Top of QUOTED PASSAGE

- Born: 12 March 1942 Plzeň, Protectorate of Bohemia and Moravia
- Died: 3 January 2013 (aged 70) Prague, Czech Republic
- Years active: 40
- Spouse: Ivona Paličková
- Children: Danny Mackerle
- Parent: Father: Julius Mackerle

= Ivan Mackerle =

Czech cryptozoologist and explorer

Ivan Mackerle (12 March 1942 – 3 January 2013) was a Czech cryptozoologist, author, design engineer and explorer. He organized expeditions to search for the Loch Ness monster of Scotland, the Tasmanian tiger in Australia, and the elephant bird in Madagascar. He was most notable for his search of the Mongolian death worm, and he conducted three trips to Mongolia in 1990, 1992, and 2004. He authored numerous books and publications and from 1998 until 2002 he was chief editor of the Czech paranormal magazine Fantastická fakta ("Fantastic Facts").

==Early life==
Mackerle was born on 12 March 1943 in Plzeň in Protectorate of Bohemia and Moravia, the son of an automotive constructor. When he was three, the family moved to Kopřivnice. He spent his childhood in Plzeň. He developed a fascination with legendary creatures from a young age, especially the Mongolian death worm (Allghoi khorkhoi), and extensively read adventure books by Jaroslav Foglar, and the children's magazines Vpřed and Junák, illegal reading material under communist Czechoslovakia at the time. Other authors that influenced him were the Russian paleontologist and science fiction author Ivan Yefremov, and also Charles Fort, the American investigator of the "unexplained" who was nicknamed the “patron saint of cranks.”

Bottom of QUOTED PASSAGE

ASSIGNED TASK 1
Which creatures does the text on Ivan Mackerle say he searched for?
ASSIGNED TASK 2
Can you extend the text on Ivan Mackerle, picking up after its final sentence?

Top of EXTRACTED DATA

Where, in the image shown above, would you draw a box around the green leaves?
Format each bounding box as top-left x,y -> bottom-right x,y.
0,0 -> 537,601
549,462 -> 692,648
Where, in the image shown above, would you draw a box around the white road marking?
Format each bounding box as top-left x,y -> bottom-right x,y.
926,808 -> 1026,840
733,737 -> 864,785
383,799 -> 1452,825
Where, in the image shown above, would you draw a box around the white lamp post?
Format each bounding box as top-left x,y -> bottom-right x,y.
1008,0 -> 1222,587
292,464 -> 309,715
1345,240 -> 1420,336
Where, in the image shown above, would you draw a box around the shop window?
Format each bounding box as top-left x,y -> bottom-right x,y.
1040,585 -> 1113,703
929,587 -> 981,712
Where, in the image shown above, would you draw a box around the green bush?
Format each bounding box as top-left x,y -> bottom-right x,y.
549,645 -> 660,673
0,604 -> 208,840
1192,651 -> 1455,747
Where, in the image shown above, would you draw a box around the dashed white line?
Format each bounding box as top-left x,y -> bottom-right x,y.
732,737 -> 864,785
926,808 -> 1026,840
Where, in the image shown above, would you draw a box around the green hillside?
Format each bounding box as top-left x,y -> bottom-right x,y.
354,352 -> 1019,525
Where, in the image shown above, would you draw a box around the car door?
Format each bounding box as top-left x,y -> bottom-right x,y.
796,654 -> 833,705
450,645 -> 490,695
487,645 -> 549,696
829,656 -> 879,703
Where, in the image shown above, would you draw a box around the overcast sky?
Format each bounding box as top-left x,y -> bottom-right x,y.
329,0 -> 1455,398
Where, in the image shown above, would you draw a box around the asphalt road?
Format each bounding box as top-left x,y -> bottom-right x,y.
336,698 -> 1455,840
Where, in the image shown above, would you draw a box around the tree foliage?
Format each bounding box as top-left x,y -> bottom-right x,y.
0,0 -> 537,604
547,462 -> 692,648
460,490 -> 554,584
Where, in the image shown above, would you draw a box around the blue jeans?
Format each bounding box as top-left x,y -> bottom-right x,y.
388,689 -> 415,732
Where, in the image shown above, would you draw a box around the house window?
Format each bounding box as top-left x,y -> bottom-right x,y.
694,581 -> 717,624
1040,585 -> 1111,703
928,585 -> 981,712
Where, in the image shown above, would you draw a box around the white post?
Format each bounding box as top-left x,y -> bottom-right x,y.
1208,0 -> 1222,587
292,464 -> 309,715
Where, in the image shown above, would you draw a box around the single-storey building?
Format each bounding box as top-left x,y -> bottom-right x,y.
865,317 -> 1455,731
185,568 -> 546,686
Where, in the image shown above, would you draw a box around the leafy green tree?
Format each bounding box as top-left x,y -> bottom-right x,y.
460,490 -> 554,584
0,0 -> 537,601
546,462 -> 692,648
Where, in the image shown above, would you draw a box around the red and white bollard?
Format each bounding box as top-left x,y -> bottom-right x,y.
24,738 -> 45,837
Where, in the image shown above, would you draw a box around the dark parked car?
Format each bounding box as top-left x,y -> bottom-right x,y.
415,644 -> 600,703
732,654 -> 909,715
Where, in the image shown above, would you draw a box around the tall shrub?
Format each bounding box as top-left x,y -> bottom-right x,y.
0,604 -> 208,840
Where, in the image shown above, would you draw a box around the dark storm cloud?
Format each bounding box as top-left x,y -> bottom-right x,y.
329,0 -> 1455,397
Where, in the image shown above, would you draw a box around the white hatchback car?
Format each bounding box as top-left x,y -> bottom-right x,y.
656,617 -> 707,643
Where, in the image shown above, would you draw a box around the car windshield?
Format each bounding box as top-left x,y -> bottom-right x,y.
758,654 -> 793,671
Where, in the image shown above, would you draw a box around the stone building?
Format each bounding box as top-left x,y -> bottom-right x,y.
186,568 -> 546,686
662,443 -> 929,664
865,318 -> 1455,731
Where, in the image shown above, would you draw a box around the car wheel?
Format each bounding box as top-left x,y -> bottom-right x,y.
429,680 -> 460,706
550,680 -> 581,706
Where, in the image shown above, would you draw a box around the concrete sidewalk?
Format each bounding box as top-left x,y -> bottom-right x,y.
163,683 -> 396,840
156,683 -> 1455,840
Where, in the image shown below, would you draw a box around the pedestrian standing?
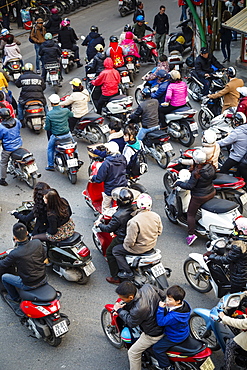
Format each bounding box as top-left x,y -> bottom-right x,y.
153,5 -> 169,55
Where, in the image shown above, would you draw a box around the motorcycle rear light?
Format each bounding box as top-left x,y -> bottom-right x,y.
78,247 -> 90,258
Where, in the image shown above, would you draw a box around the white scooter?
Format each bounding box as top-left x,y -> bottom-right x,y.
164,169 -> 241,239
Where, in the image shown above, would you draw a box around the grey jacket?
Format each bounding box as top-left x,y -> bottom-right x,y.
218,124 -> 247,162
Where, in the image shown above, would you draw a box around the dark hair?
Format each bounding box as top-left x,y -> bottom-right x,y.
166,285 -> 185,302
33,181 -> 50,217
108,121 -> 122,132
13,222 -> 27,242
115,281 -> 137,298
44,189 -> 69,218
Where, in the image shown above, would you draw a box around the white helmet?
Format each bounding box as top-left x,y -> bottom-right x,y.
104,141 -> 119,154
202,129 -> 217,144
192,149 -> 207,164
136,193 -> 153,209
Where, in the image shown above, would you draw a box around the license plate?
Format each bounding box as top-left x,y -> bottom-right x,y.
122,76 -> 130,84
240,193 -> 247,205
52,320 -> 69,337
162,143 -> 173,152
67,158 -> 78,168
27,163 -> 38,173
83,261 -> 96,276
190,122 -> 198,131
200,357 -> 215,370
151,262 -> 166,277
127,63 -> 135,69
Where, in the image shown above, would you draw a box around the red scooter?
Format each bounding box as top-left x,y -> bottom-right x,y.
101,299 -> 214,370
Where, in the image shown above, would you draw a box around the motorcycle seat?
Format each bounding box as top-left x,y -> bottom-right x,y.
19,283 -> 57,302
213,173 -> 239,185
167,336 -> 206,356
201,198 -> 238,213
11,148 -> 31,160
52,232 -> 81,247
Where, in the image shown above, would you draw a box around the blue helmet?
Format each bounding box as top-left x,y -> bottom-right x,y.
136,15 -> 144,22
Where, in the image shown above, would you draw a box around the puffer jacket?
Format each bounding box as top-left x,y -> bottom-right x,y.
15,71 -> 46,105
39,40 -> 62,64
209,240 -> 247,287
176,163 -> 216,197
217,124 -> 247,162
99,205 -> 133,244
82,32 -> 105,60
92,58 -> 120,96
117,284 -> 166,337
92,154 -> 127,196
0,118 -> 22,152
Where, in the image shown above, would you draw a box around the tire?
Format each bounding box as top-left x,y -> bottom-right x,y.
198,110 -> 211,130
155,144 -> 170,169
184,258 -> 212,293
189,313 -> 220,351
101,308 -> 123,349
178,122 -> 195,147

Bottom of EXTRACTED DATA
Top of EXTRACTED DATA

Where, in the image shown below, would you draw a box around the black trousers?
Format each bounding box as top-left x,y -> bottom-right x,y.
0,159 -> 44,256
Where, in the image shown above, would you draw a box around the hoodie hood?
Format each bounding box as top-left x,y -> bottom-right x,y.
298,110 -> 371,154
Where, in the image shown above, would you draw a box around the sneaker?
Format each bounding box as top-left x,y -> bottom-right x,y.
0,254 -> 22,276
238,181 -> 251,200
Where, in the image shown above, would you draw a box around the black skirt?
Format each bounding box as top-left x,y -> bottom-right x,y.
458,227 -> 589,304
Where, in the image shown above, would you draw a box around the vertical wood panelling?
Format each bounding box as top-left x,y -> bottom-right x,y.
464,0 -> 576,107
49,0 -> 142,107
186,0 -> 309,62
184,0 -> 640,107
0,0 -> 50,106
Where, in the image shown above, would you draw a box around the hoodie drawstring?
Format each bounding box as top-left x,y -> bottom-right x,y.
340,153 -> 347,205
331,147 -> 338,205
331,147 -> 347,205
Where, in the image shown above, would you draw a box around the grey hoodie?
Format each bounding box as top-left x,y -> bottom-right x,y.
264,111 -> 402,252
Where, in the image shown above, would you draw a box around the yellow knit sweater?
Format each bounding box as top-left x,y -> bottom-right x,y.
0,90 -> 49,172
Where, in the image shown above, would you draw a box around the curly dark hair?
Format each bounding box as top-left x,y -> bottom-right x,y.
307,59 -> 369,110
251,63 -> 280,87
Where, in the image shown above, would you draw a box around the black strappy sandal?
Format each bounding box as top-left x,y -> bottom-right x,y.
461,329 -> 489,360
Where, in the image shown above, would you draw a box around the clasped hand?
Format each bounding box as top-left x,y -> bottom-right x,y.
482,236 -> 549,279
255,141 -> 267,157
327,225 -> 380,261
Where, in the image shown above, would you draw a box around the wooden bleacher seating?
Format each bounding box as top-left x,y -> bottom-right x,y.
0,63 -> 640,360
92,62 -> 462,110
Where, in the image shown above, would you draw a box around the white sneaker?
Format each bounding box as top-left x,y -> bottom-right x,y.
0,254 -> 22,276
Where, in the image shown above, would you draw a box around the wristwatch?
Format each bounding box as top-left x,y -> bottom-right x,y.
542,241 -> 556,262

Bottom of EXTRACTED DATA

ANSWER AREA 1
- The Loch Ness monster (Scotland)
- The Tasmanian tiger (Australia)
- The elephant bird (Madagascar)
- The Mongolian death worm (Mongolia)

ANSWER AREA 2
Mackerle moved to Prague at the age of 16, where he attended the Czech Technical University in Prague, studying mechanical engineering, having already learned much about zoology and electronics. After graduation, Mackerle worked as a designer and was a director of an automobile firm before he decided to take up cryptozoology more seriously.

==Career==
With former colleague Michal Brumlik he began investigating allegedly haunted castles throughout Czechoslovakia. For his expeditions, he purchased a German amphibious jeep (the Volkswagen 166 Schwimmwagen) dating from World War II and refitted it to suit his work. He used this vehicle for his explorations in Transylvania, in search of Count Dracula's castle. At 27, he made special efforts to get permission from the government of Czechoslovakia, at the time behind the Iron Curtain, to go Scotland to investigate the Loch Ness Monster. In his brief visit, he met another Loch Ness investigator, Robert H. Rines, and was impressed by his use of underwater photography and ultrasound. In the 1980s, he developed a reputation in Czechoslovakia for his lectures and audiovisual performances; of particular note was his Beautiful Mysteries of Our Planet. Sale of his popular book the Cesty za příšerami a dobrodružstvím ("Quests for Monsters and Adventure"), in addition to his lectures and columns in newspapers and journals, helped him to raise funds.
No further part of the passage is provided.